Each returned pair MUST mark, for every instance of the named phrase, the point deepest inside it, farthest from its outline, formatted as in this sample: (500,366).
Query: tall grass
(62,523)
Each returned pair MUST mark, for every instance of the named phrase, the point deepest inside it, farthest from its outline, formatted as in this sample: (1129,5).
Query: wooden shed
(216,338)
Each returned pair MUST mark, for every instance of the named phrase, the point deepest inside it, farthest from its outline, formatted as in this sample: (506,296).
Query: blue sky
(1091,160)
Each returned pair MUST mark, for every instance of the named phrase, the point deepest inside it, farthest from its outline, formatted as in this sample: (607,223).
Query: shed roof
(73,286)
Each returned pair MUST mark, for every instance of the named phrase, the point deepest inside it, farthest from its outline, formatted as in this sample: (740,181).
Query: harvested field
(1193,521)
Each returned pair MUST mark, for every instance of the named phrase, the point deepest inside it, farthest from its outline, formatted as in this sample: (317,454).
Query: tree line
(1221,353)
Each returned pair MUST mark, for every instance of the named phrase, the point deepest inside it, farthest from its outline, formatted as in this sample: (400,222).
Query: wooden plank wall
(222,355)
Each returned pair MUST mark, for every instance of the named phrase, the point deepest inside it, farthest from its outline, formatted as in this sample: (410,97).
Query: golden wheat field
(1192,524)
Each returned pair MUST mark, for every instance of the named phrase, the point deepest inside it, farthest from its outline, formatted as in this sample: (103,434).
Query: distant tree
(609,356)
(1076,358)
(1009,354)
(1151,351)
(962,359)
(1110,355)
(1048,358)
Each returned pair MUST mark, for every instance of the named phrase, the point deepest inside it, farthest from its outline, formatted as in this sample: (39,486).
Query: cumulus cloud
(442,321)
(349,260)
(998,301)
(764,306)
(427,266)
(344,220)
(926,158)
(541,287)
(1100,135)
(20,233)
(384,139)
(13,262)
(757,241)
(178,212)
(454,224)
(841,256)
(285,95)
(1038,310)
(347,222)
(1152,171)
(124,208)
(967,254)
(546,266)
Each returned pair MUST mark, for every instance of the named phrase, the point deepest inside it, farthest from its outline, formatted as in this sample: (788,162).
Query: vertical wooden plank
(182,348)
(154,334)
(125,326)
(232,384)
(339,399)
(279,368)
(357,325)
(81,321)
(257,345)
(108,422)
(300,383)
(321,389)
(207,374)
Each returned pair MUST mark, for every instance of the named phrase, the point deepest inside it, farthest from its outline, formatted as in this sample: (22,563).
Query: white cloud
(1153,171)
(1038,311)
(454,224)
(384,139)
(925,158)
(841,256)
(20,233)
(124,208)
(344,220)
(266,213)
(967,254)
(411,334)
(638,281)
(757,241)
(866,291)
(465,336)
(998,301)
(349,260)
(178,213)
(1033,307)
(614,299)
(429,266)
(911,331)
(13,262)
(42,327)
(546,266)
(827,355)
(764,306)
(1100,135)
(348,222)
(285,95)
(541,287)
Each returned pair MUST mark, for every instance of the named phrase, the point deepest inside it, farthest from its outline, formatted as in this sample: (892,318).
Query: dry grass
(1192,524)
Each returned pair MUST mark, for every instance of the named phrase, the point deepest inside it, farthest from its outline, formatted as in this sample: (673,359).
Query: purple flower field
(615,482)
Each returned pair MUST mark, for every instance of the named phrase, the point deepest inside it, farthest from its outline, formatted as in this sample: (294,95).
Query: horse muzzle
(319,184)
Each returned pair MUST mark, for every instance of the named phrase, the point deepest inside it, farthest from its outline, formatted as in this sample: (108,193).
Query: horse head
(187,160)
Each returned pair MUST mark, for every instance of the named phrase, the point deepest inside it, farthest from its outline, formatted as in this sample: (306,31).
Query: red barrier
····················
Please echo all of the lines above verbatim, from the first to the last.

Each returned pair MUST mark, for every instance of the named phrase, the point deepest inside it, farthest from its outline, formatted as in this sample: (500,366).
Query: tall grass
(62,523)
Each returned pair MUST mark, for every instance of the named phrase, the point deepest inside it, farthest from its outline, formatted as in this sample: (1129,5).
Query: wooden shed
(216,338)
Each returned pair MUST mark, for every instance of the named phrase, the point deepest inside it, farthest from its outline, formatted as in this sample: (506,296).
Query: blue sky
(1091,160)
Each returned pair MUST mark, for every instance of the named phrase, the point deepest inside it, farthest from its outline, formatted as in this sample: (607,223).
Query: shed roof
(73,286)
Each returned pair MUST mark, for every instance of the named phrase, the point deepest inside it, farthest from its outline, formatted as in this sample: (740,181).
Query: harvested field
(1193,521)
Each returned pair MUST mark, for every instance of the named phrase, the point deepest inside it, farthest from its outline, formatted as in this sample: (317,454).
Query: tree line
(1221,353)
Each returned pair MUST mark, for every instance of the named phrase, the point deepest inside it, farthest from its outline, formatted as in this sample: (400,222).
Query: wooden plank wall
(222,355)
Each returned pair MUST mark, for every instance of the named phrase, the point deepest inside it, farthest from its outline, formatted as in this sample: (410,97).
Query: golden wheat field
(1192,524)
Each returned pair MUST mark, for every instance of the named phrase, the point deepest inside it, farthest from its outline, formatted as in this sample: (103,434).
Query: distant tree
(609,356)
(1076,358)
(1009,354)
(1151,351)
(962,359)
(1110,355)
(1048,358)
Each returned pair MUST mark, for every instance of the named phrase, the point deepest inside it, farthest from its outline, formatted as in this sample: (39,486).
Query: cumulus cloud
(442,321)
(349,260)
(998,301)
(764,306)
(427,266)
(344,220)
(926,158)
(541,287)
(1100,135)
(20,233)
(384,139)
(13,262)
(757,241)
(178,212)
(454,224)
(841,256)
(285,95)
(1038,310)
(347,222)
(1152,171)
(124,208)
(967,254)
(546,266)
Each returned pair MUST mark, for every instance of the named phrase, the point deepest inside it, farthest from its outline, formatted as in this sample: (788,162).
Query: vertical wooden plank
(182,348)
(154,334)
(125,326)
(232,384)
(339,399)
(279,368)
(357,325)
(81,321)
(257,345)
(108,422)
(300,383)
(321,389)
(207,374)
Each returned pair MUST mark, for every instance of the named phrase, the point deepest inside it, farthest from its outline, formatted as in this sample: (22,563).
Query: white cloud
(1153,171)
(1038,311)
(454,224)
(384,139)
(925,158)
(841,256)
(20,233)
(124,208)
(344,220)
(266,213)
(967,254)
(411,334)
(638,281)
(757,241)
(866,291)
(465,336)
(998,301)
(349,260)
(178,213)
(1033,307)
(614,299)
(429,266)
(911,331)
(13,262)
(42,327)
(546,266)
(827,355)
(764,306)
(1100,135)
(348,222)
(285,95)
(541,287)
Each returned pair MUST mark, for every instance of the named phrase, the point deepest inside it, farthest from its outline, formatted as in this sample: (892,318).
Query: dry grass
(1192,524)
Each returned pair MUST mark, for every instance of the named phrase, the point deepest inside it, farthest from its outline, formatted as in this sample: (673,359).
Query: purple flower field
(615,482)
Each returned pair MUST mark, for every instance of the named phrase, the point deepest inside it, farthest from its outline, formatted as in this sample: (294,95).
Query: horse muzzle
(319,184)
Each returned pair MUST mark, for every instance of the named phrase, the point deepest inside it, farthest from its outline, formatted as in this sample: (108,193).
Query: horse head
(187,160)
Each returned pair MUST mark, for every instance of the named phrase, the point deepest inside it, farthest from its outline, formatted as in this sample: (306,31).
Query: red barrier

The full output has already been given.